** Provided text **

'''

• Sunday, November 22, 2009
  • Print

Colleges Can Continue to Share Financial-Aid Data, Congress Says

Washington — With the clock ticking toward adjournment, the U.S. House of Representatives passed a bill on Saturday that would extend until 2015 a law that allows colleges to share limited amounts of information about their approaches to awarding student aid.

The law, which was set to expire on Tuesday, was enacted in 1992, after the Justice Department filed an antitrust lawsuit against 23 elite institutions, known as the Overlap Group, that had met annually to determine aid awards for every student admitted to more than one of them.

The renewed law exempts colleges from some antitrust provisions, enabling them to use a common method for assessing a family’s financial need, as long as they make need-blind admissions.

Proponents of the antitrust exemption argue that developing common aid practices reduces variation among award packages offered to the same students, allowing them to make enrollment decisions on the basis of factors other than cost. Opponents say the exemption reduces competition among institutions and could force all students to pay more for college.

'''

** The task **
According to the article on sharing financial-aid data, on what condition does the renewed law let colleges use a common method for assessing a family's financial need?

** Recorded information **
'''

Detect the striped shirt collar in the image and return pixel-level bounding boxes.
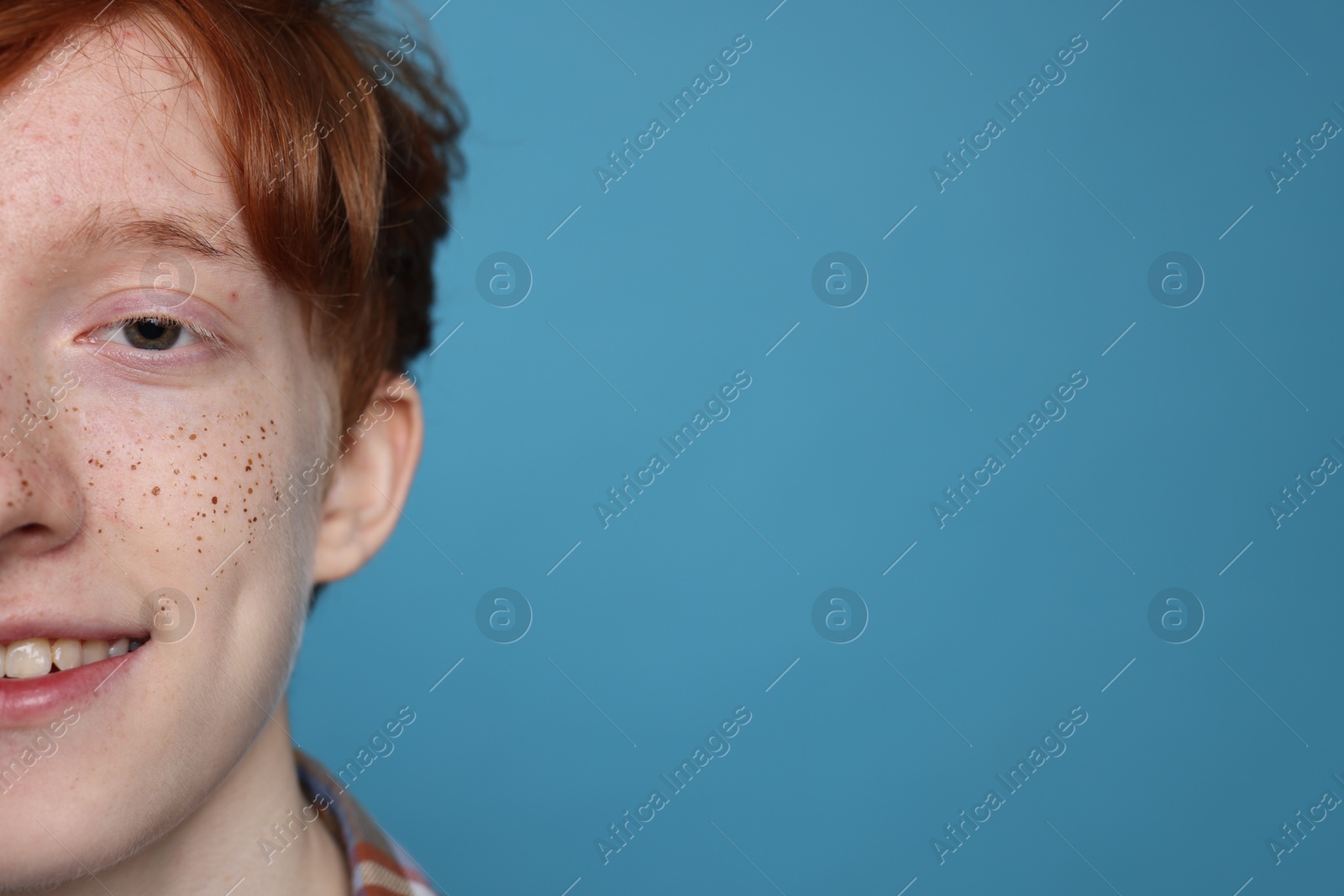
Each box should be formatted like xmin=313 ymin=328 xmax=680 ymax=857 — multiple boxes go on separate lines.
xmin=294 ymin=750 xmax=439 ymax=896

'''

** Task output **
They must make need-blind admissions.